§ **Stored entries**
◆ ◆ ◆ ◆ ◆ ◆ ◆
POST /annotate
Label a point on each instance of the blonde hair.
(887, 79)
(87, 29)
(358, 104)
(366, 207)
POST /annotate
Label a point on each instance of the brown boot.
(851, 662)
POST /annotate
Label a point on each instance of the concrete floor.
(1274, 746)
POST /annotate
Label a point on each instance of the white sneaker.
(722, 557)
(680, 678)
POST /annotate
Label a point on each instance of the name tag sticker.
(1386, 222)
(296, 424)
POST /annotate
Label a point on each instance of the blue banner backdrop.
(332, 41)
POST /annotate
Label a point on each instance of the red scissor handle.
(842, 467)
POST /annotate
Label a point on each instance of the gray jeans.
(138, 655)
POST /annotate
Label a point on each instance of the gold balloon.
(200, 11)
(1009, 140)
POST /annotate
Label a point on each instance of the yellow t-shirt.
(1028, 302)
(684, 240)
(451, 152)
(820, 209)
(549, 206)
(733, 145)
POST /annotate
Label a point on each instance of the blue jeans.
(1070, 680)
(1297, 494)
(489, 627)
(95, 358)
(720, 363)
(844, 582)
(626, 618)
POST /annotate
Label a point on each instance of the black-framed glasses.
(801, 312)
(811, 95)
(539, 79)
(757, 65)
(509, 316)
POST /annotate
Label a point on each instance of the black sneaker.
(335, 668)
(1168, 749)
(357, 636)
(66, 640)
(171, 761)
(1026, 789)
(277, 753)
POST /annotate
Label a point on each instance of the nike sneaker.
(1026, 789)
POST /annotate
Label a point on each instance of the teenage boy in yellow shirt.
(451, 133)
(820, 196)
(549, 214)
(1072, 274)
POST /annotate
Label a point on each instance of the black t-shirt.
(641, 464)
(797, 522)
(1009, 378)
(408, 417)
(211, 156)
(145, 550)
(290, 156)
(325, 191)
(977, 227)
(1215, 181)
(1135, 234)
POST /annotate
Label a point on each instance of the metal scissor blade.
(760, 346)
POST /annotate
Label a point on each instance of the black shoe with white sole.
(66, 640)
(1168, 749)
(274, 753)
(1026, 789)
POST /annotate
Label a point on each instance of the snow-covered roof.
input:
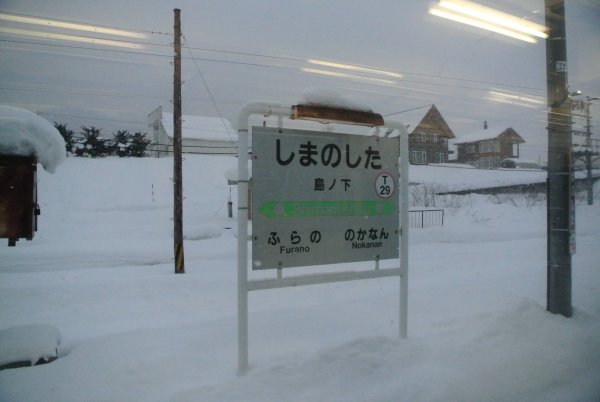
(480, 135)
(331, 98)
(24, 133)
(200, 127)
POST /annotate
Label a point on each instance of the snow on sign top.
(200, 127)
(24, 133)
(331, 98)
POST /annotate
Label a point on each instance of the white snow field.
(100, 270)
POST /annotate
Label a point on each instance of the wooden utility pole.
(560, 203)
(177, 175)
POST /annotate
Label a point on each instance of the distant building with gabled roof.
(428, 141)
(199, 134)
(485, 149)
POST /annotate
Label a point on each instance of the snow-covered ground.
(100, 270)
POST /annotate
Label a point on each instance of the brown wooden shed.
(18, 198)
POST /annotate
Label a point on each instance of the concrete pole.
(560, 208)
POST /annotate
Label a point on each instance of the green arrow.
(310, 209)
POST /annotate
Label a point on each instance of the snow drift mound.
(25, 133)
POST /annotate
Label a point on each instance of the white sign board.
(323, 198)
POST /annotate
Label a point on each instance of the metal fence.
◆ ◆ ◆ ◆ ◆ ◆ ◆
§ **Exercise instructions**
Your answer must be the records above, word for word, with every picture left out.

§ **Answer space**
POST /annotate
Label a point on each instance of the blonde hair.
(887, 79)
(87, 29)
(358, 104)
(366, 207)
POST /annotate
Label a point on each instance of the brown boot.
(851, 662)
POST /annotate
Label a point on each instance of the concrete floor.
(1274, 746)
POST /annotate
Label a point on each instance of the white sneaker.
(722, 557)
(680, 678)
POST /annotate
Label a point on each instance of the name tag sticker.
(1386, 222)
(296, 424)
POST /annotate
Label a point on each instance of the blue banner backdrop.
(332, 41)
POST /annotate
Label a point on each instance of the red scissor handle.
(842, 467)
POST /annotate
Label a point on each instance of the gray jeans.
(138, 655)
POST /annotate
Label a point on each instance of the gold balloon.
(200, 11)
(1009, 140)
POST /annotate
Label a point on each instance of the yellow t-shirt.
(1028, 302)
(684, 240)
(451, 152)
(820, 209)
(549, 206)
(733, 145)
POST /annotate
Label a point on each instance of the blue jeans.
(1070, 680)
(1297, 494)
(489, 627)
(95, 358)
(720, 363)
(844, 582)
(626, 618)
POST /annotate
Label a point on each instance of the black-framed glasses.
(801, 312)
(811, 95)
(539, 79)
(757, 65)
(509, 316)
POST /annotate
Label a point on each instance of the black sneaker.
(335, 668)
(1168, 749)
(357, 636)
(66, 640)
(171, 761)
(1026, 789)
(277, 753)
POST /annotate
Label a point on each instance of the nike sneaker.
(1026, 789)
POST /annotate
Label a point on each instance of the teenage boy in yellow shirt.
(451, 133)
(820, 196)
(549, 214)
(1072, 274)
POST /annotate
Label a point on each instance of the black t-shirt.
(641, 464)
(797, 522)
(1009, 378)
(408, 417)
(211, 156)
(145, 550)
(290, 156)
(325, 191)
(977, 227)
(1215, 181)
(1135, 234)
POST /annotate
Label a point on each instance of the metal scissor blade.
(760, 346)
POST /annotate
Label a point on each instance of the black shoe with white sole.
(66, 640)
(1168, 749)
(274, 753)
(1026, 789)
POST /annotate
Label a point on each instance of the snow-covered roof.
input:
(480, 135)
(331, 98)
(24, 133)
(200, 127)
POST /annotate
Label a point on each instance of the snow on sign top.
(200, 127)
(24, 133)
(331, 98)
POST /annotate
Label a point on each instance of the white snow field.
(100, 270)
POST /annotate
Label a point on each instance of the wooden utility pole.
(560, 203)
(177, 175)
POST /annotate
Label a point on each instance of the distant building with gabled roof.
(428, 141)
(199, 134)
(485, 149)
POST /annotate
Label a point on each instance of the snow-covered ground.
(100, 270)
POST /annotate
Label a point on each instance of the brown wooden shed.
(18, 198)
POST /annotate
Label a point on each instance of the concrete pole.
(560, 208)
POST /annotate
Label a point on each instance of the green arrow.
(310, 209)
POST /annotate
Label a point on each instance of the snow drift mound.
(25, 133)
POST /annotate
Label a point on each instance of the white sign board.
(323, 198)
POST /annotate
Label a point on each instance of the metal fence.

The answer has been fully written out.